(What is being asked) Gather every line of the records below that contains the string "task", treating uppercase and lowercase as different.

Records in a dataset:
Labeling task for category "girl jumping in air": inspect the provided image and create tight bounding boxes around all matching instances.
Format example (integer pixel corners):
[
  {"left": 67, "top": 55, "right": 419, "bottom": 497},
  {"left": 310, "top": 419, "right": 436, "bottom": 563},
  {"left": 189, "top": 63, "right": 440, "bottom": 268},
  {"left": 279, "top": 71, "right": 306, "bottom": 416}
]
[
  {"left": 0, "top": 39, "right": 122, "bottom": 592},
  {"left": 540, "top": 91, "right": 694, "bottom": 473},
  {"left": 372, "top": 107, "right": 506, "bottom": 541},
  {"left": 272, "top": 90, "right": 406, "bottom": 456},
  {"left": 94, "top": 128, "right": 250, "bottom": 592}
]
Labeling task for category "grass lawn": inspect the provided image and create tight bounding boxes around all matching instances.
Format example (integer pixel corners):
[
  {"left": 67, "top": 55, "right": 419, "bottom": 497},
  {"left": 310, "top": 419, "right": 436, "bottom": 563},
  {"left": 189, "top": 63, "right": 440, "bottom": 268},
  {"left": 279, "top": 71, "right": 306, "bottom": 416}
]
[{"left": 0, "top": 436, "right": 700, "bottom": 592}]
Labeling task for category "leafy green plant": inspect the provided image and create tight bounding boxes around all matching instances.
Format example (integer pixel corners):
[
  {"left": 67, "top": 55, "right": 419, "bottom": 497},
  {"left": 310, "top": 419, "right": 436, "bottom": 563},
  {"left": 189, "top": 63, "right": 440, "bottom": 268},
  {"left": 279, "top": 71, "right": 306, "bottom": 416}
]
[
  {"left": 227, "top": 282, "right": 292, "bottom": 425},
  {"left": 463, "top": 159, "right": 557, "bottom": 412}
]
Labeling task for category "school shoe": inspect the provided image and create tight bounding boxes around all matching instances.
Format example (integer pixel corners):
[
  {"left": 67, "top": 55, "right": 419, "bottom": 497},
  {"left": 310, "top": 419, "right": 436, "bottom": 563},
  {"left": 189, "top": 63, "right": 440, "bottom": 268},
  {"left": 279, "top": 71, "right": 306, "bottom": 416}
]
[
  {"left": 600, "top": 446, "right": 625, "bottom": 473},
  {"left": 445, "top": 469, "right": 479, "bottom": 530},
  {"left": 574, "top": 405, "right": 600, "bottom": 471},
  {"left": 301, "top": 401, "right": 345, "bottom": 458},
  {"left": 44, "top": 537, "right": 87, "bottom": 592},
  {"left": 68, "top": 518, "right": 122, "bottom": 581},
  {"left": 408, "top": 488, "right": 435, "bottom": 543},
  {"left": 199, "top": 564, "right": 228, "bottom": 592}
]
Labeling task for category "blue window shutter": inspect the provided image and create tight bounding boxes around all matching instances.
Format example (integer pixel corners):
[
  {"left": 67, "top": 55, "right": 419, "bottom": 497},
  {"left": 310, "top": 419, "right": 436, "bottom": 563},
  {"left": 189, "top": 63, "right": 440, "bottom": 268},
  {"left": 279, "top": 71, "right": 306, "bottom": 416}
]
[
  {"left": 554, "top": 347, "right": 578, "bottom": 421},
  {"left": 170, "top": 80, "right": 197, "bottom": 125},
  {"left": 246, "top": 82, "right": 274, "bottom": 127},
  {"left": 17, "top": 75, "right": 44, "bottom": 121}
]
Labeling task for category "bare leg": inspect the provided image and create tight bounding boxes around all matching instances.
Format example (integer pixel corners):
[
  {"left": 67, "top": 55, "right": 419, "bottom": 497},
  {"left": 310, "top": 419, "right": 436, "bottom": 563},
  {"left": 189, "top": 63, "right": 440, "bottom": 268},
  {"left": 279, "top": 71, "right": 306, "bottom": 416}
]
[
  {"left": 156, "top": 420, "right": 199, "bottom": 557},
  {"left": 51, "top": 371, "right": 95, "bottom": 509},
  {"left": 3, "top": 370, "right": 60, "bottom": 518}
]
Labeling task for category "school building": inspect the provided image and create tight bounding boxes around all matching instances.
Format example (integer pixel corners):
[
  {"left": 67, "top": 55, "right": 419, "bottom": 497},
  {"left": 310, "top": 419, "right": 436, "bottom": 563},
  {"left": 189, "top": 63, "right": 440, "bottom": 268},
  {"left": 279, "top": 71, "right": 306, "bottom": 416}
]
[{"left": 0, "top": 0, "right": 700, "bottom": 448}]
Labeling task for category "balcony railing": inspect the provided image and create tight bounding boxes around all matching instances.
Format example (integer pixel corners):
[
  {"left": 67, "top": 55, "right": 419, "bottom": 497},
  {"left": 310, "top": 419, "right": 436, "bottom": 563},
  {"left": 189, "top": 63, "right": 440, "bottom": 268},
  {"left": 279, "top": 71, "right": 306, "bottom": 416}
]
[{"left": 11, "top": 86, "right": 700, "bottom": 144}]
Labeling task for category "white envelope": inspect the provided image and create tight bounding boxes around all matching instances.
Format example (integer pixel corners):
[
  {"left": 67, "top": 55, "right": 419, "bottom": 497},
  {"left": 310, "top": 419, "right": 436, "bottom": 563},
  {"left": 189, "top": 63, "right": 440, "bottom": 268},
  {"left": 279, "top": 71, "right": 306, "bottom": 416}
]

(Exercise output)
Labeling task for category "girl jumping in air": inspect the provided image and create tight bounding boxes around all matching instances.
Labeling task for category "grass lawn": inspect the provided image and create tight bounding boxes around all matching instances.
Labeling task for category "leafy green plant": inspect the provided image and create tight bounding boxes around all matching instances.
Labeling task for category "school shoe": inspect the provided image and create tight bounding boxes around all matching instances.
Labeling task for category "blue window shutter": inspect the provided image and create tight bounding boxes around all matching instances.
Labeling task for category "bare leg": inspect the provided image and create tight bounding boxes around all matching instances.
Labeling task for category "school building": inspect the provided image and create tight bounding boxes around all matching instances.
Labeling task for category "balcony railing": inspect the provided image and create tight bounding boxes around all matching instances.
Labeling task for category "white envelope": inspect the provided image and create tight bounding boxes around all matching instances.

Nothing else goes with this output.